(EXERCISE OBJECTIVE): Given the entries below, please return each one exactly.

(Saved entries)
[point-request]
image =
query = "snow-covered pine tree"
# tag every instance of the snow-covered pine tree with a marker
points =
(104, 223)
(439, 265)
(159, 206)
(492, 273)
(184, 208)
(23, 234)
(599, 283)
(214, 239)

(YOUR RESPONSE):
[point-request]
image =
query = "snow-covered pine tree"
# tag every instance of the snow-covered pine tree with a marker
points =
(104, 223)
(439, 265)
(159, 206)
(492, 273)
(184, 208)
(23, 234)
(599, 283)
(214, 239)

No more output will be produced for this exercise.